PAGE TEXT:
◆ ◆ ◆

Barbara Stanwyck movies
There have probably been few transformations more striking than that of Ruby Stevens of Brooklyn into Barbara Stanwyck of Hollywood – the highest-paid woman in the United States in 1944. Stanwyck, whose film career lasted from the dawn of the sound era to the mid-1960s, is Turner Classic Movies’ “Summer Under the Stars” subject on Tuesday, Aug. 19. (See Barbara Stanwyck movie schedule further below.)
Stanwyck was a performer all but incapable of a phony moment on screen. Strangely, considering the kinds of roles she played – sometimes sexy, sometimes malevolent, sometimes androgynous, sometimes all three – it’s curious that actresses like Bette Davis, Joan Crawford, and Katharine Hepburn have maintained large followings today while Barbara Stanwyck remains well-known chiefly among Old Hollywood aficionados.

◆ ◆ ◆

DATA SHOWN:
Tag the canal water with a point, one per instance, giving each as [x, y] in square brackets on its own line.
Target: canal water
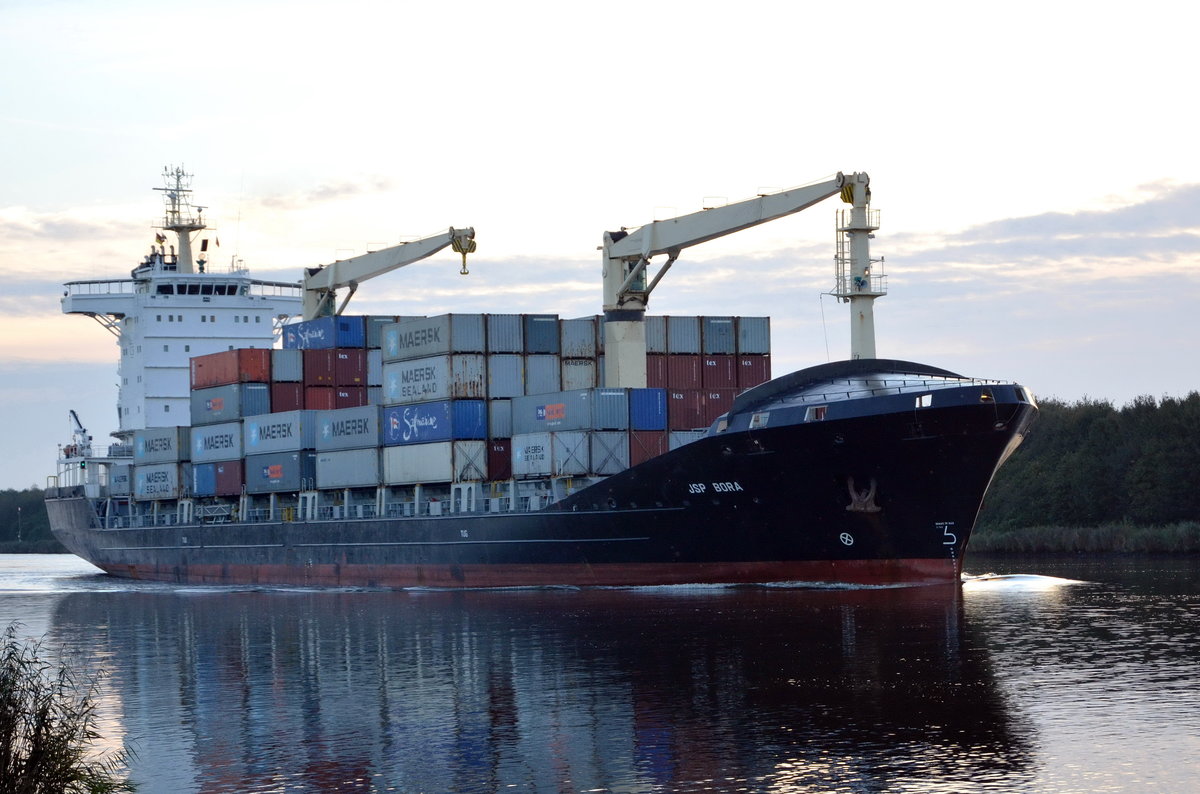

◆ ◆ ◆

PROBLEM SET:
- 1) From the Barbara Stanwyck passage above, reproduce the text between "Stanwyck was a" and "Old Hollywood aficionados.", inclusive.
- 2) Name every actress other than Barbara Stanwyck whom the Barbara Stanwyck passage mentions.

RESULTS:
- 1)
Stanwyck was a performer all but incapable of a phony moment on screen. Strangely, considering the kinds of roles she played – sometimes sexy, sometimes malevolent, sometimes androgynous, sometimes all three – it’s curious that actresses like Bette Davis, Joan Crawford, and Katharine Hepburn have maintained large followings today while Barbara Stanwyck remains well-known chiefly among Old Hollywood aficionados.

- 2)
Bette Davis
Joan Crawford
Katharine Hepburn